— start of Excerpted records —

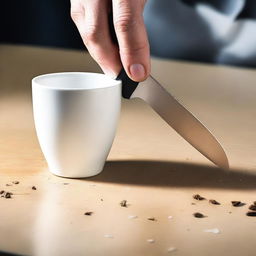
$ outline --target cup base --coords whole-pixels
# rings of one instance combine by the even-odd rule
[[[61,177],[61,178],[70,178],[70,179],[83,179],[83,178],[89,178],[89,177],[93,177],[96,176],[98,174],[100,174],[102,172],[103,169],[97,170],[97,171],[90,171],[89,175],[65,175],[64,173],[62,173],[62,171],[56,171],[56,170],[52,170],[49,169],[50,173],[52,173],[55,176]]]

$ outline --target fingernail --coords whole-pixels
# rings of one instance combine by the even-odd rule
[[[146,75],[145,68],[141,64],[132,64],[130,66],[130,74],[134,81],[143,80]]]

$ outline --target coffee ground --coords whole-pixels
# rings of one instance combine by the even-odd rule
[[[256,211],[256,205],[255,204],[250,205],[249,209],[252,211]]]
[[[85,212],[84,215],[86,216],[92,216],[93,212]]]
[[[194,217],[195,218],[204,218],[204,217],[206,217],[206,216],[204,216],[202,213],[200,213],[200,212],[195,212],[194,214]]]
[[[127,205],[127,200],[122,200],[121,202],[120,202],[120,205],[121,205],[121,207],[127,207],[128,205]]]
[[[256,212],[247,212],[246,215],[249,217],[256,217]]]
[[[231,201],[231,203],[234,207],[241,207],[245,205],[245,203],[242,203],[241,201]]]
[[[205,200],[204,197],[200,196],[199,194],[196,194],[196,195],[193,195],[193,198],[198,200],[198,201],[202,201],[202,200]]]
[[[215,205],[220,205],[220,203],[218,201],[214,200],[214,199],[210,199],[209,203],[215,204]]]

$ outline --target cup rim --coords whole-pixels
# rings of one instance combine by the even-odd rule
[[[102,78],[106,79],[109,83],[108,85],[104,85],[102,87],[89,87],[89,88],[83,88],[83,87],[54,87],[54,86],[47,86],[45,84],[40,83],[40,79],[47,78],[47,77],[54,77],[54,76],[64,76],[64,75],[86,75],[86,76],[101,76]],[[50,90],[57,90],[57,91],[87,91],[87,90],[101,90],[101,89],[107,89],[111,87],[115,87],[118,85],[121,85],[121,80],[115,80],[105,74],[102,73],[96,73],[96,72],[55,72],[55,73],[46,73],[42,75],[38,75],[32,79],[32,87],[40,87]]]

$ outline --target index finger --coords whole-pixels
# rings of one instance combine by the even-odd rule
[[[150,73],[144,4],[145,0],[113,0],[113,22],[120,58],[126,73],[134,81],[143,81]]]

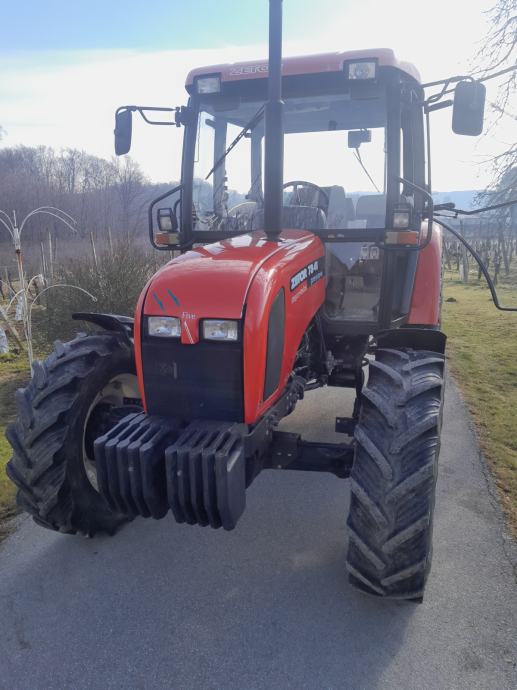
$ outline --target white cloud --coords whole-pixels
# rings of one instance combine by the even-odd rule
[[[289,3],[290,4],[290,3]],[[286,3],[289,9],[288,3]],[[468,69],[483,36],[486,0],[451,3],[398,0],[347,3],[325,30],[285,42],[285,54],[392,46],[414,62],[424,80]],[[308,17],[310,21],[310,17]],[[309,27],[310,28],[310,27]],[[107,51],[75,54],[0,55],[0,124],[3,146],[15,144],[77,147],[103,157],[113,151],[113,115],[121,104],[181,105],[190,68],[264,56],[265,45],[217,50]],[[489,87],[490,94],[494,87]],[[487,168],[477,161],[513,141],[512,122],[494,138],[458,137],[450,130],[450,110],[433,115],[435,189],[481,187]],[[182,132],[135,122],[133,157],[154,180],[179,177]]]

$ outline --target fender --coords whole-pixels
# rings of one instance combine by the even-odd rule
[[[410,347],[445,354],[447,336],[436,328],[404,327],[381,331],[375,336],[377,347]]]
[[[72,314],[74,321],[87,321],[100,326],[105,331],[122,333],[128,345],[133,347],[134,319],[120,314],[97,314],[89,311],[78,311]]]

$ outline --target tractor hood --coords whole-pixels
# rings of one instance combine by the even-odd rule
[[[288,230],[280,242],[270,242],[263,231],[257,231],[197,247],[158,271],[149,285],[143,312],[189,321],[240,319],[260,267],[309,236],[306,231]]]

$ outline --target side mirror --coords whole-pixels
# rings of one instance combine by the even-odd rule
[[[454,89],[452,131],[477,137],[483,131],[486,88],[478,81],[460,81]]]
[[[160,232],[178,232],[178,219],[172,208],[158,209],[158,227]]]
[[[178,244],[178,219],[172,208],[159,208],[157,213],[158,230],[154,236],[156,244],[174,245]]]
[[[115,153],[123,156],[131,148],[133,129],[133,112],[128,108],[119,108],[115,113]]]
[[[368,144],[372,140],[371,129],[359,129],[348,132],[348,148],[358,149],[361,144]]]

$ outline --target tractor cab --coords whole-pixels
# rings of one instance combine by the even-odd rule
[[[417,242],[424,212],[418,72],[386,49],[285,58],[282,70],[282,228],[310,231],[325,245],[329,334],[344,323],[361,334],[391,327],[410,310],[416,255],[403,249]],[[156,220],[150,213],[157,248],[265,227],[267,62],[195,69],[186,89],[188,105],[176,110],[181,185]]]

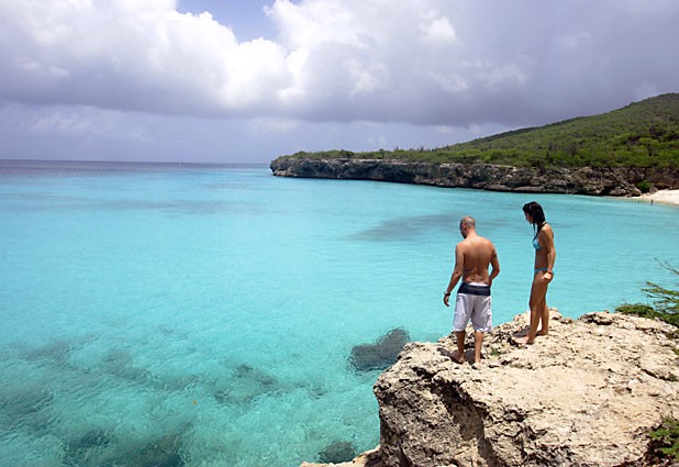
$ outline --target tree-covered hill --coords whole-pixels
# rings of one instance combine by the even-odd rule
[[[679,93],[612,112],[522,129],[434,149],[353,153],[327,151],[288,157],[488,163],[515,167],[679,168]]]

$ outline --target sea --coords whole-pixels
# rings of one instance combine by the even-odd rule
[[[525,312],[528,201],[555,232],[547,303],[561,314],[678,286],[671,205],[266,165],[2,160],[0,465],[297,467],[371,449],[380,369],[354,349],[449,334],[467,214],[499,253],[494,324]]]

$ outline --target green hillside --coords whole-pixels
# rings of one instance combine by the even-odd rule
[[[291,157],[676,169],[679,168],[679,93],[657,96],[600,115],[580,116],[435,149],[302,152]]]

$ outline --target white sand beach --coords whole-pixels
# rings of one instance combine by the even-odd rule
[[[653,194],[642,194],[638,199],[648,202],[679,205],[679,190],[658,190]]]

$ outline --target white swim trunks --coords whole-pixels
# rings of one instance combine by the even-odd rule
[[[471,320],[475,331],[490,332],[492,330],[491,302],[489,286],[486,283],[463,282],[457,290],[455,299],[453,331],[465,331],[469,320]]]

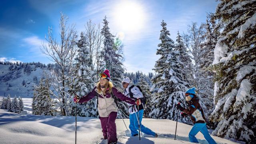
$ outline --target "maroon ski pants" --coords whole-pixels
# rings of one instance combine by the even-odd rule
[[[108,144],[117,142],[116,119],[117,112],[111,112],[107,117],[100,117],[100,123],[104,139],[108,138]]]

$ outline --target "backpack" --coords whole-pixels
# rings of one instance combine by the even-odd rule
[[[133,94],[131,91],[131,90],[132,90],[132,88],[133,88],[133,87],[134,87],[135,86],[136,86],[136,87],[137,87],[139,88],[139,90],[140,90],[140,92],[141,92],[142,93],[142,95],[143,95],[143,98],[140,98],[140,100],[141,100],[141,102],[143,103],[143,104],[147,104],[147,99],[144,96],[144,94],[143,93],[143,92],[142,92],[142,90],[141,89],[141,88],[140,88],[140,87],[139,86],[132,85],[131,86],[130,88],[129,88],[129,94],[130,94],[130,98],[134,100],[136,99],[136,98],[135,98],[134,97],[133,97],[133,95],[134,94]]]

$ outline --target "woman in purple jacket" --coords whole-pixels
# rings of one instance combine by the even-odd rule
[[[126,97],[113,86],[112,83],[109,82],[110,76],[108,70],[106,70],[100,74],[99,76],[100,77],[100,81],[92,91],[87,96],[80,98],[76,96],[74,101],[79,103],[86,102],[94,96],[98,96],[98,111],[104,139],[108,139],[108,144],[116,144],[117,138],[115,122],[118,110],[111,95],[112,94],[121,100],[131,104],[135,104],[135,102]]]

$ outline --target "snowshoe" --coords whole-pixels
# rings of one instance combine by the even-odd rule
[[[156,134],[155,134],[155,137],[156,138],[157,138],[158,137],[158,134],[156,132],[155,133]]]

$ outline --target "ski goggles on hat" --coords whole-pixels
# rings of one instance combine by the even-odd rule
[[[106,79],[108,80],[110,80],[110,78],[108,77],[108,76],[103,72],[99,74],[99,76],[100,78],[102,78]]]
[[[190,95],[192,95],[192,96],[195,96],[195,94],[191,94],[191,93],[185,93],[185,96],[189,96]]]

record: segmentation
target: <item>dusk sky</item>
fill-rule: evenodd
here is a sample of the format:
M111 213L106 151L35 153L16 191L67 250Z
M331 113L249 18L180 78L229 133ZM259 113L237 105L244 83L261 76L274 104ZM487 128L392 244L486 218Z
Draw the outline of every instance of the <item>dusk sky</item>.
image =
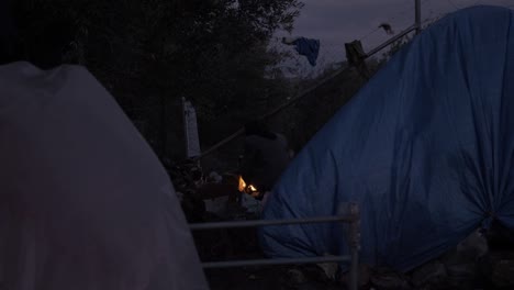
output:
M305 70L320 69L345 58L344 44L361 40L365 51L387 41L378 25L387 22L395 33L414 23L414 0L303 0L305 7L297 19L293 36L321 41L319 66L312 68L304 58L299 63ZM422 0L422 21L474 4L514 8L514 0ZM279 33L278 36L287 34Z

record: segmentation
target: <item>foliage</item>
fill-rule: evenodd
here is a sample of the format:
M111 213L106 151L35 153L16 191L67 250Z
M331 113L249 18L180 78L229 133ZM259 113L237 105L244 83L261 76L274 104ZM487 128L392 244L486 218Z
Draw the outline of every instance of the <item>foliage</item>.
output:
M12 43L15 58L43 68L87 66L131 118L153 129L163 125L155 118L163 105L182 96L195 104L200 127L222 126L259 113L264 99L281 93L282 81L267 78L266 68L283 55L268 43L277 30L292 29L302 5L300 0L18 0ZM220 137L211 135L202 137L206 143Z

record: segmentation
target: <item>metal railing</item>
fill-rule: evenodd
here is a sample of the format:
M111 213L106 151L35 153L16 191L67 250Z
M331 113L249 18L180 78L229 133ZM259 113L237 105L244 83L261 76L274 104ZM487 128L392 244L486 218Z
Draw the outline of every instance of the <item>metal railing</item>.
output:
M343 204L346 205L346 204ZM303 258L277 258L277 259L246 259L246 260L226 260L226 261L209 261L202 263L204 269L209 268L231 268L243 266L271 266L271 265L290 265L290 264L319 264L319 263L349 263L349 280L348 288L350 290L358 289L358 268L359 268L359 249L360 249L360 216L359 208L355 203L349 203L347 208L340 207L338 215L321 216L321 217L304 217L290 220L257 220L257 221L232 221L216 223L194 223L190 224L191 231L216 230L216 228L237 228L237 227L257 227L270 225L289 225L289 224L305 224L305 223L328 223L342 222L349 224L345 234L348 238L350 254L346 256L316 256Z

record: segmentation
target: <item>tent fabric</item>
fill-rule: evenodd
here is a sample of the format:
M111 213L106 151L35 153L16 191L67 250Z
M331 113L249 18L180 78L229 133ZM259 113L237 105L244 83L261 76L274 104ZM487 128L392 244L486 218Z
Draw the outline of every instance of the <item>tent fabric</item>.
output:
M168 176L82 67L0 66L0 288L208 289Z
M308 143L264 219L357 202L361 263L409 270L496 219L514 228L514 12L472 7L403 47ZM265 227L271 257L348 254L336 224Z

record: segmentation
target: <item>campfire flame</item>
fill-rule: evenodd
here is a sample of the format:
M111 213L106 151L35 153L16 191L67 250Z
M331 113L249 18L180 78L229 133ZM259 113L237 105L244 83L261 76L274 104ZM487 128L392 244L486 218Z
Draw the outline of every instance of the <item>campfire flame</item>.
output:
M248 193L250 196L256 196L259 193L256 187L253 185L247 185L246 181L243 179L242 176L239 176L239 185L238 185L238 190L243 193Z

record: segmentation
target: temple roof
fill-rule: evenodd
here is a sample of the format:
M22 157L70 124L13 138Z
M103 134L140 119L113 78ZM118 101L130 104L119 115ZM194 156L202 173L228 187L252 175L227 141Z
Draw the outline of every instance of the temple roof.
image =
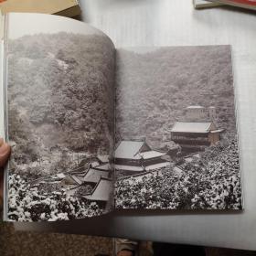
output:
M114 157L126 159L141 159L142 157L138 155L138 153L144 144L144 142L122 141L115 150Z
M112 182L107 178L101 178L91 195L83 196L91 201L108 201L112 191Z
M163 153L163 152L155 151L155 150L151 150L151 151L142 152L139 155L144 159L149 159L149 158L154 158L154 157L161 157L166 154Z
M84 182L92 182L98 183L101 177L107 178L109 176L109 171L106 170L95 170L93 168L90 168L86 175L83 177Z
M212 123L197 123L197 122L176 122L171 132L173 133L206 133L210 130L215 130Z

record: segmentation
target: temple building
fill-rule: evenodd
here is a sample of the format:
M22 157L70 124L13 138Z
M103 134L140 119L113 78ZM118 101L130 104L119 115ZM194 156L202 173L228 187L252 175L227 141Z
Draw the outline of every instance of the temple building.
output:
M116 170L144 172L164 166L170 163L164 159L166 153L152 150L144 141L121 141L114 153Z
M202 148L219 141L219 133L212 122L176 122L172 130L172 140L183 148Z
M105 207L113 189L111 179L101 177L91 193L82 196L83 198L97 202L101 207Z

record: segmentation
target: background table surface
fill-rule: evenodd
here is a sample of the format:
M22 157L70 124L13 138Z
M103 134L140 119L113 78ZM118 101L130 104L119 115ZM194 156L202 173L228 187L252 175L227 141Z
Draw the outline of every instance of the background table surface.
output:
M128 237L256 250L256 13L194 10L192 0L81 0L83 20L117 48L231 44L237 94L244 211L119 212L63 223L16 224L17 229Z

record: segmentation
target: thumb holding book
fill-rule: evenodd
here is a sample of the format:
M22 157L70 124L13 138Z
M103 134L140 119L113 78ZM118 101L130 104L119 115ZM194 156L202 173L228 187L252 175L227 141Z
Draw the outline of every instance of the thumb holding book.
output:
M0 138L0 208L3 207L3 184L4 166L5 165L11 153L11 147Z

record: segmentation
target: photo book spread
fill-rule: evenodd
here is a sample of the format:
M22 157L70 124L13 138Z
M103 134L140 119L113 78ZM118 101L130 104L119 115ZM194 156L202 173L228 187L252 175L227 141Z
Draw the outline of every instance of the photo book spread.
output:
M116 48L43 14L4 27L5 220L242 209L231 46Z

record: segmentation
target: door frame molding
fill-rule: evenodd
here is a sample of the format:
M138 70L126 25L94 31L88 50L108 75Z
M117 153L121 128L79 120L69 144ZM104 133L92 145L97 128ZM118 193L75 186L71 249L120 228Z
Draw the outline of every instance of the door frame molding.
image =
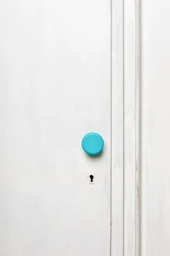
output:
M112 0L111 256L140 256L140 0Z

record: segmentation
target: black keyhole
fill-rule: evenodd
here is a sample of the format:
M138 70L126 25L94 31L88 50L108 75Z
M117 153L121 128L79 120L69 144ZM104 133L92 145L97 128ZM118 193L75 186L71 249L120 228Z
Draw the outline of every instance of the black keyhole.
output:
M90 175L90 178L91 179L91 182L93 182L93 179L94 178L94 176L93 176L93 175Z

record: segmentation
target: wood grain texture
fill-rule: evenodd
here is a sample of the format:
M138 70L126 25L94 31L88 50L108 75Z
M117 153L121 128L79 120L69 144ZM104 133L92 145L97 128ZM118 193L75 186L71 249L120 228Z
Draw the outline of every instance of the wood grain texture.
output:
M112 256L123 255L123 9L112 3Z
M1 0L0 12L0 255L108 256L110 1ZM90 131L99 157L82 148Z
M141 256L169 256L170 2L141 4Z
M140 1L124 6L124 253L140 255Z
M140 0L135 0L135 255L140 254Z
M135 256L135 6L124 6L124 256Z

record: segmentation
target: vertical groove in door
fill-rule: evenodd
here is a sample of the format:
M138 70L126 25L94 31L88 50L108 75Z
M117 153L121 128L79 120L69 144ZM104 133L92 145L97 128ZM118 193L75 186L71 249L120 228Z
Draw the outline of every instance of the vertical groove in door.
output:
M140 0L135 1L135 256L140 256Z
M112 256L123 256L123 19L122 0L111 5Z

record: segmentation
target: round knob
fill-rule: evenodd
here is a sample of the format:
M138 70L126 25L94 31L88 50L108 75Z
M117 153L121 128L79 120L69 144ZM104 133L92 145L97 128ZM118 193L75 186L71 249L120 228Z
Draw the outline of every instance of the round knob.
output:
M103 149L104 141L102 136L96 132L90 132L84 136L82 143L85 152L91 155L100 153Z

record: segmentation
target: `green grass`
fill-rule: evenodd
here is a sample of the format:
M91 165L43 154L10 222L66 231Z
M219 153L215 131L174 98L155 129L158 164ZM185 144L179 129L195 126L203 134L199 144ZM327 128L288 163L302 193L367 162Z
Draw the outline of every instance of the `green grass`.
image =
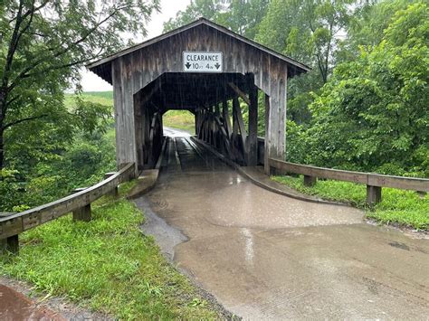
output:
M195 125L194 115L187 110L168 110L162 118L163 125L182 129L195 134Z
M374 208L366 205L367 186L348 182L321 181L307 187L302 177L272 176L276 182L303 194L325 200L351 203L367 211L367 217L381 223L398 224L414 229L429 230L429 194L421 197L415 192L383 188L382 201Z
M74 104L74 94L66 94L65 105L72 106ZM81 95L81 98L83 100L113 108L112 91L86 91ZM187 110L168 110L163 116L163 124L172 128L186 130L190 134L195 134L195 117Z
M121 186L121 194L132 184ZM213 319L218 316L139 230L141 212L124 198L93 203L91 222L67 215L20 235L18 256L0 274L31 282L120 319Z
M75 94L65 94L64 104L66 107L74 104ZM110 106L113 109L113 92L112 91L88 91L81 94L83 100Z

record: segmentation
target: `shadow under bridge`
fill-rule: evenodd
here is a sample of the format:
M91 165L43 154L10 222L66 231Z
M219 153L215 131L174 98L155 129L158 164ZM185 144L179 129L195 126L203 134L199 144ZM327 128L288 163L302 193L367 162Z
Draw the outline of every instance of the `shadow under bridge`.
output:
M195 136L243 165L263 164L258 138L258 93L253 74L166 72L134 95L139 169L152 167L163 143L162 116L195 115Z

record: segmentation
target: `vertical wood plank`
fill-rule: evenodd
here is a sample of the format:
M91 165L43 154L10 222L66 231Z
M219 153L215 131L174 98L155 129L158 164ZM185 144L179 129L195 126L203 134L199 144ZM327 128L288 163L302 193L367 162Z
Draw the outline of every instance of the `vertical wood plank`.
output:
M249 87L249 136L247 137L247 165L258 165L258 88L253 84L253 77L247 77Z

— end of Excerpted records —

**Given exercise:** Pick out each line of the listing above that contains the string "railing", and copy those lines out.

**Answer to this task:**
target: <item>metal railing</item>
Draw the outline of every instance of the <item>metal railing</item>.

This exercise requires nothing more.